[Opening RECORDS FOR THIS TASK section]

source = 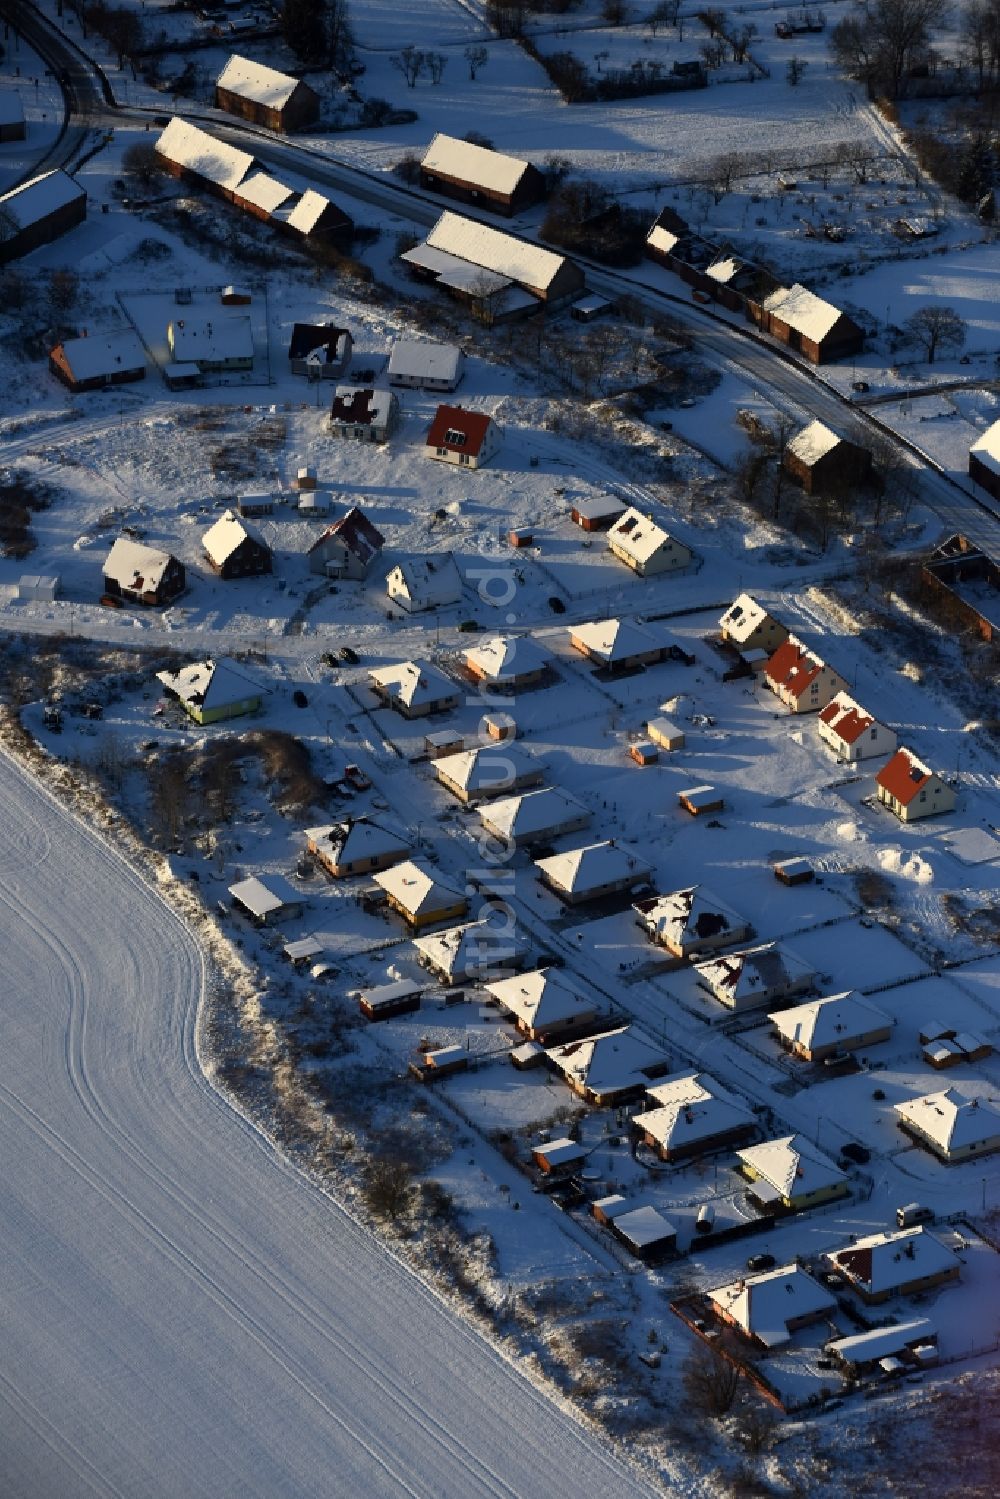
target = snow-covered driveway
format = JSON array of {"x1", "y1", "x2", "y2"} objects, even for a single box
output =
[{"x1": 0, "y1": 751, "x2": 658, "y2": 1499}]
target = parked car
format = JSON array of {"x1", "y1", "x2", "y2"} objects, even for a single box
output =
[
  {"x1": 548, "y1": 596, "x2": 566, "y2": 614},
  {"x1": 339, "y1": 645, "x2": 360, "y2": 664},
  {"x1": 840, "y1": 1142, "x2": 871, "y2": 1165},
  {"x1": 746, "y1": 1252, "x2": 776, "y2": 1272},
  {"x1": 343, "y1": 763, "x2": 372, "y2": 791},
  {"x1": 293, "y1": 689, "x2": 308, "y2": 708}
]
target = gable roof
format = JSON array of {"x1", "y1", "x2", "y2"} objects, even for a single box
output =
[
  {"x1": 535, "y1": 841, "x2": 652, "y2": 895},
  {"x1": 421, "y1": 133, "x2": 532, "y2": 196},
  {"x1": 202, "y1": 508, "x2": 267, "y2": 566},
  {"x1": 104, "y1": 537, "x2": 176, "y2": 591},
  {"x1": 305, "y1": 817, "x2": 410, "y2": 868},
  {"x1": 284, "y1": 189, "x2": 346, "y2": 236},
  {"x1": 765, "y1": 634, "x2": 831, "y2": 698},
  {"x1": 426, "y1": 403, "x2": 496, "y2": 455},
  {"x1": 425, "y1": 210, "x2": 569, "y2": 294},
  {"x1": 694, "y1": 942, "x2": 815, "y2": 1004},
  {"x1": 876, "y1": 746, "x2": 940, "y2": 806},
  {"x1": 0, "y1": 168, "x2": 85, "y2": 228},
  {"x1": 217, "y1": 53, "x2": 304, "y2": 109},
  {"x1": 386, "y1": 553, "x2": 463, "y2": 607},
  {"x1": 546, "y1": 1026, "x2": 669, "y2": 1097},
  {"x1": 818, "y1": 691, "x2": 877, "y2": 745},
  {"x1": 718, "y1": 592, "x2": 777, "y2": 644},
  {"x1": 635, "y1": 1071, "x2": 754, "y2": 1151},
  {"x1": 608, "y1": 507, "x2": 683, "y2": 566},
  {"x1": 969, "y1": 417, "x2": 1000, "y2": 476},
  {"x1": 228, "y1": 873, "x2": 299, "y2": 918},
  {"x1": 485, "y1": 967, "x2": 601, "y2": 1032},
  {"x1": 156, "y1": 657, "x2": 266, "y2": 712},
  {"x1": 736, "y1": 1135, "x2": 848, "y2": 1200},
  {"x1": 786, "y1": 419, "x2": 843, "y2": 466},
  {"x1": 634, "y1": 886, "x2": 749, "y2": 950},
  {"x1": 168, "y1": 316, "x2": 253, "y2": 364},
  {"x1": 369, "y1": 659, "x2": 458, "y2": 709},
  {"x1": 769, "y1": 990, "x2": 892, "y2": 1051},
  {"x1": 388, "y1": 339, "x2": 462, "y2": 384},
  {"x1": 51, "y1": 328, "x2": 145, "y2": 384},
  {"x1": 479, "y1": 786, "x2": 590, "y2": 841},
  {"x1": 234, "y1": 170, "x2": 294, "y2": 214},
  {"x1": 155, "y1": 117, "x2": 254, "y2": 192},
  {"x1": 830, "y1": 1227, "x2": 959, "y2": 1296},
  {"x1": 373, "y1": 858, "x2": 465, "y2": 917},
  {"x1": 464, "y1": 634, "x2": 547, "y2": 681},
  {"x1": 710, "y1": 1265, "x2": 836, "y2": 1347},
  {"x1": 894, "y1": 1089, "x2": 1000, "y2": 1152},
  {"x1": 763, "y1": 283, "x2": 849, "y2": 342},
  {"x1": 310, "y1": 506, "x2": 384, "y2": 564},
  {"x1": 570, "y1": 616, "x2": 662, "y2": 663}
]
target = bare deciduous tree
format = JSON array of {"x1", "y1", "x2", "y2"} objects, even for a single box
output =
[
  {"x1": 831, "y1": 0, "x2": 947, "y2": 99},
  {"x1": 426, "y1": 51, "x2": 448, "y2": 85},
  {"x1": 904, "y1": 305, "x2": 967, "y2": 364},
  {"x1": 390, "y1": 44, "x2": 426, "y2": 88},
  {"x1": 464, "y1": 44, "x2": 489, "y2": 79},
  {"x1": 682, "y1": 1342, "x2": 740, "y2": 1416}
]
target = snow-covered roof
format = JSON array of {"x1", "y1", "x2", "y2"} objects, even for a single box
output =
[
  {"x1": 434, "y1": 742, "x2": 537, "y2": 798},
  {"x1": 546, "y1": 1027, "x2": 669, "y2": 1098},
  {"x1": 570, "y1": 616, "x2": 662, "y2": 664},
  {"x1": 51, "y1": 328, "x2": 145, "y2": 384},
  {"x1": 329, "y1": 386, "x2": 396, "y2": 428},
  {"x1": 535, "y1": 841, "x2": 652, "y2": 896},
  {"x1": 104, "y1": 537, "x2": 176, "y2": 591},
  {"x1": 646, "y1": 224, "x2": 680, "y2": 255},
  {"x1": 635, "y1": 1071, "x2": 754, "y2": 1153},
  {"x1": 386, "y1": 553, "x2": 463, "y2": 608},
  {"x1": 818, "y1": 691, "x2": 879, "y2": 745},
  {"x1": 284, "y1": 189, "x2": 338, "y2": 235},
  {"x1": 373, "y1": 859, "x2": 465, "y2": 918},
  {"x1": 830, "y1": 1228, "x2": 959, "y2": 1297},
  {"x1": 710, "y1": 1265, "x2": 836, "y2": 1347},
  {"x1": 387, "y1": 338, "x2": 462, "y2": 384},
  {"x1": 464, "y1": 634, "x2": 548, "y2": 682},
  {"x1": 155, "y1": 117, "x2": 254, "y2": 192},
  {"x1": 202, "y1": 508, "x2": 266, "y2": 566},
  {"x1": 401, "y1": 240, "x2": 512, "y2": 295},
  {"x1": 786, "y1": 419, "x2": 843, "y2": 466},
  {"x1": 634, "y1": 886, "x2": 749, "y2": 952},
  {"x1": 485, "y1": 967, "x2": 601, "y2": 1033},
  {"x1": 769, "y1": 991, "x2": 892, "y2": 1052},
  {"x1": 168, "y1": 315, "x2": 253, "y2": 364},
  {"x1": 479, "y1": 786, "x2": 590, "y2": 842},
  {"x1": 894, "y1": 1089, "x2": 1000, "y2": 1154},
  {"x1": 0, "y1": 168, "x2": 85, "y2": 228},
  {"x1": 570, "y1": 494, "x2": 627, "y2": 523},
  {"x1": 765, "y1": 634, "x2": 834, "y2": 698},
  {"x1": 234, "y1": 171, "x2": 294, "y2": 214},
  {"x1": 763, "y1": 282, "x2": 847, "y2": 341},
  {"x1": 156, "y1": 657, "x2": 266, "y2": 712},
  {"x1": 421, "y1": 133, "x2": 532, "y2": 197},
  {"x1": 305, "y1": 818, "x2": 410, "y2": 869},
  {"x1": 736, "y1": 1135, "x2": 848, "y2": 1201},
  {"x1": 613, "y1": 1205, "x2": 676, "y2": 1250},
  {"x1": 695, "y1": 942, "x2": 815, "y2": 1005},
  {"x1": 217, "y1": 53, "x2": 304, "y2": 109},
  {"x1": 828, "y1": 1318, "x2": 936, "y2": 1365},
  {"x1": 369, "y1": 659, "x2": 458, "y2": 709},
  {"x1": 970, "y1": 417, "x2": 1000, "y2": 476},
  {"x1": 718, "y1": 592, "x2": 776, "y2": 644},
  {"x1": 414, "y1": 918, "x2": 529, "y2": 979},
  {"x1": 310, "y1": 506, "x2": 384, "y2": 564},
  {"x1": 424, "y1": 210, "x2": 569, "y2": 294},
  {"x1": 534, "y1": 1137, "x2": 588, "y2": 1168},
  {"x1": 607, "y1": 507, "x2": 685, "y2": 566},
  {"x1": 228, "y1": 873, "x2": 300, "y2": 919}
]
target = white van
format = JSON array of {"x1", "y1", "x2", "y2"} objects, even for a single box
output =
[{"x1": 896, "y1": 1203, "x2": 934, "y2": 1229}]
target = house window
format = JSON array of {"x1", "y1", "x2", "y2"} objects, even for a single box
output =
[
  {"x1": 436, "y1": 446, "x2": 448, "y2": 456},
  {"x1": 459, "y1": 453, "x2": 471, "y2": 466},
  {"x1": 870, "y1": 726, "x2": 878, "y2": 739},
  {"x1": 919, "y1": 789, "x2": 926, "y2": 801}
]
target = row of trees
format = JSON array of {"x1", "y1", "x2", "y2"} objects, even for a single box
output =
[{"x1": 390, "y1": 45, "x2": 450, "y2": 87}]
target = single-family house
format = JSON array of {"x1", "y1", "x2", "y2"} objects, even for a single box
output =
[
  {"x1": 373, "y1": 859, "x2": 468, "y2": 929},
  {"x1": 167, "y1": 316, "x2": 253, "y2": 372},
  {"x1": 103, "y1": 538, "x2": 185, "y2": 607},
  {"x1": 478, "y1": 786, "x2": 591, "y2": 848},
  {"x1": 969, "y1": 420, "x2": 1000, "y2": 502},
  {"x1": 607, "y1": 508, "x2": 692, "y2": 577},
  {"x1": 760, "y1": 283, "x2": 864, "y2": 364},
  {"x1": 828, "y1": 1228, "x2": 961, "y2": 1305},
  {"x1": 0, "y1": 169, "x2": 86, "y2": 263},
  {"x1": 876, "y1": 747, "x2": 956, "y2": 822},
  {"x1": 783, "y1": 420, "x2": 872, "y2": 494},
  {"x1": 535, "y1": 841, "x2": 652, "y2": 905},
  {"x1": 308, "y1": 507, "x2": 384, "y2": 580},
  {"x1": 434, "y1": 743, "x2": 542, "y2": 804},
  {"x1": 425, "y1": 404, "x2": 502, "y2": 469},
  {"x1": 155, "y1": 117, "x2": 255, "y2": 201},
  {"x1": 329, "y1": 386, "x2": 399, "y2": 442},
  {"x1": 419, "y1": 133, "x2": 544, "y2": 217},
  {"x1": 155, "y1": 657, "x2": 267, "y2": 724},
  {"x1": 709, "y1": 1265, "x2": 837, "y2": 1347},
  {"x1": 818, "y1": 692, "x2": 897, "y2": 762},
  {"x1": 569, "y1": 617, "x2": 667, "y2": 672},
  {"x1": 215, "y1": 53, "x2": 320, "y2": 132},
  {"x1": 828, "y1": 1319, "x2": 938, "y2": 1375},
  {"x1": 402, "y1": 210, "x2": 584, "y2": 319},
  {"x1": 385, "y1": 554, "x2": 463, "y2": 613},
  {"x1": 228, "y1": 873, "x2": 303, "y2": 926},
  {"x1": 305, "y1": 817, "x2": 411, "y2": 878},
  {"x1": 546, "y1": 1026, "x2": 671, "y2": 1107},
  {"x1": 464, "y1": 635, "x2": 548, "y2": 690},
  {"x1": 770, "y1": 990, "x2": 893, "y2": 1062},
  {"x1": 736, "y1": 1135, "x2": 850, "y2": 1211},
  {"x1": 694, "y1": 942, "x2": 816, "y2": 1013},
  {"x1": 485, "y1": 967, "x2": 604, "y2": 1043},
  {"x1": 414, "y1": 918, "x2": 529, "y2": 983},
  {"x1": 634, "y1": 886, "x2": 752, "y2": 960},
  {"x1": 288, "y1": 323, "x2": 352, "y2": 379},
  {"x1": 202, "y1": 509, "x2": 272, "y2": 578},
  {"x1": 387, "y1": 338, "x2": 464, "y2": 391},
  {"x1": 634, "y1": 1071, "x2": 756, "y2": 1161},
  {"x1": 719, "y1": 593, "x2": 788, "y2": 654},
  {"x1": 369, "y1": 660, "x2": 460, "y2": 718},
  {"x1": 894, "y1": 1089, "x2": 1000, "y2": 1162},
  {"x1": 764, "y1": 635, "x2": 848, "y2": 713},
  {"x1": 48, "y1": 329, "x2": 146, "y2": 393}
]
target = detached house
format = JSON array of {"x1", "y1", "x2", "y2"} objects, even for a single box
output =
[
  {"x1": 736, "y1": 1135, "x2": 850, "y2": 1212},
  {"x1": 426, "y1": 405, "x2": 502, "y2": 469},
  {"x1": 545, "y1": 1027, "x2": 671, "y2": 1107},
  {"x1": 373, "y1": 859, "x2": 468, "y2": 929},
  {"x1": 828, "y1": 1227, "x2": 961, "y2": 1305},
  {"x1": 818, "y1": 692, "x2": 897, "y2": 763},
  {"x1": 607, "y1": 508, "x2": 691, "y2": 577},
  {"x1": 305, "y1": 817, "x2": 411, "y2": 878},
  {"x1": 764, "y1": 634, "x2": 848, "y2": 713},
  {"x1": 464, "y1": 634, "x2": 548, "y2": 690},
  {"x1": 414, "y1": 918, "x2": 529, "y2": 983},
  {"x1": 156, "y1": 657, "x2": 267, "y2": 725},
  {"x1": 288, "y1": 323, "x2": 352, "y2": 379},
  {"x1": 215, "y1": 54, "x2": 319, "y2": 132},
  {"x1": 385, "y1": 554, "x2": 463, "y2": 613},
  {"x1": 228, "y1": 874, "x2": 303, "y2": 927},
  {"x1": 103, "y1": 538, "x2": 184, "y2": 607},
  {"x1": 569, "y1": 617, "x2": 668, "y2": 672},
  {"x1": 387, "y1": 338, "x2": 464, "y2": 392},
  {"x1": 167, "y1": 316, "x2": 253, "y2": 372},
  {"x1": 419, "y1": 133, "x2": 544, "y2": 217},
  {"x1": 634, "y1": 1071, "x2": 756, "y2": 1162},
  {"x1": 202, "y1": 509, "x2": 272, "y2": 578},
  {"x1": 433, "y1": 743, "x2": 542, "y2": 804},
  {"x1": 329, "y1": 386, "x2": 399, "y2": 443},
  {"x1": 478, "y1": 786, "x2": 591, "y2": 849},
  {"x1": 895, "y1": 1089, "x2": 1000, "y2": 1163},
  {"x1": 710, "y1": 1266, "x2": 836, "y2": 1348},
  {"x1": 49, "y1": 328, "x2": 146, "y2": 393},
  {"x1": 369, "y1": 660, "x2": 460, "y2": 718},
  {"x1": 769, "y1": 990, "x2": 893, "y2": 1062},
  {"x1": 535, "y1": 841, "x2": 652, "y2": 906},
  {"x1": 876, "y1": 747, "x2": 956, "y2": 823},
  {"x1": 485, "y1": 967, "x2": 604, "y2": 1043},
  {"x1": 633, "y1": 886, "x2": 752, "y2": 961},
  {"x1": 308, "y1": 507, "x2": 384, "y2": 579},
  {"x1": 694, "y1": 942, "x2": 816, "y2": 1013},
  {"x1": 783, "y1": 420, "x2": 872, "y2": 494},
  {"x1": 719, "y1": 593, "x2": 788, "y2": 655}
]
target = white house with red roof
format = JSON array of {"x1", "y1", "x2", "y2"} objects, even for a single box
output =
[
  {"x1": 425, "y1": 404, "x2": 502, "y2": 469},
  {"x1": 764, "y1": 635, "x2": 847, "y2": 713},
  {"x1": 817, "y1": 691, "x2": 897, "y2": 762},
  {"x1": 876, "y1": 747, "x2": 956, "y2": 822}
]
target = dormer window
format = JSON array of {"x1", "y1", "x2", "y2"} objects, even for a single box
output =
[{"x1": 444, "y1": 428, "x2": 467, "y2": 446}]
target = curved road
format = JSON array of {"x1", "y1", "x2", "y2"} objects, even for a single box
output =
[{"x1": 0, "y1": 748, "x2": 665, "y2": 1499}]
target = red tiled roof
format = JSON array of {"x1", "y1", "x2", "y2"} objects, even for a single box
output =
[
  {"x1": 819, "y1": 697, "x2": 873, "y2": 745},
  {"x1": 876, "y1": 748, "x2": 932, "y2": 806},
  {"x1": 426, "y1": 404, "x2": 493, "y2": 456},
  {"x1": 765, "y1": 637, "x2": 822, "y2": 699}
]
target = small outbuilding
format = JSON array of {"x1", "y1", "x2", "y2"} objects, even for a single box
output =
[
  {"x1": 647, "y1": 717, "x2": 685, "y2": 752},
  {"x1": 359, "y1": 979, "x2": 423, "y2": 1022},
  {"x1": 678, "y1": 785, "x2": 724, "y2": 816},
  {"x1": 228, "y1": 873, "x2": 303, "y2": 926},
  {"x1": 570, "y1": 494, "x2": 627, "y2": 532},
  {"x1": 0, "y1": 169, "x2": 86, "y2": 263}
]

[Closing RECORDS FOR THIS TASK section]

> WHAT THE EXERCISE ASKS
Each line of the data that has the string "covered" should be returned.

> ANSWER AREA
target = snow-covered driveway
target = snow-covered roof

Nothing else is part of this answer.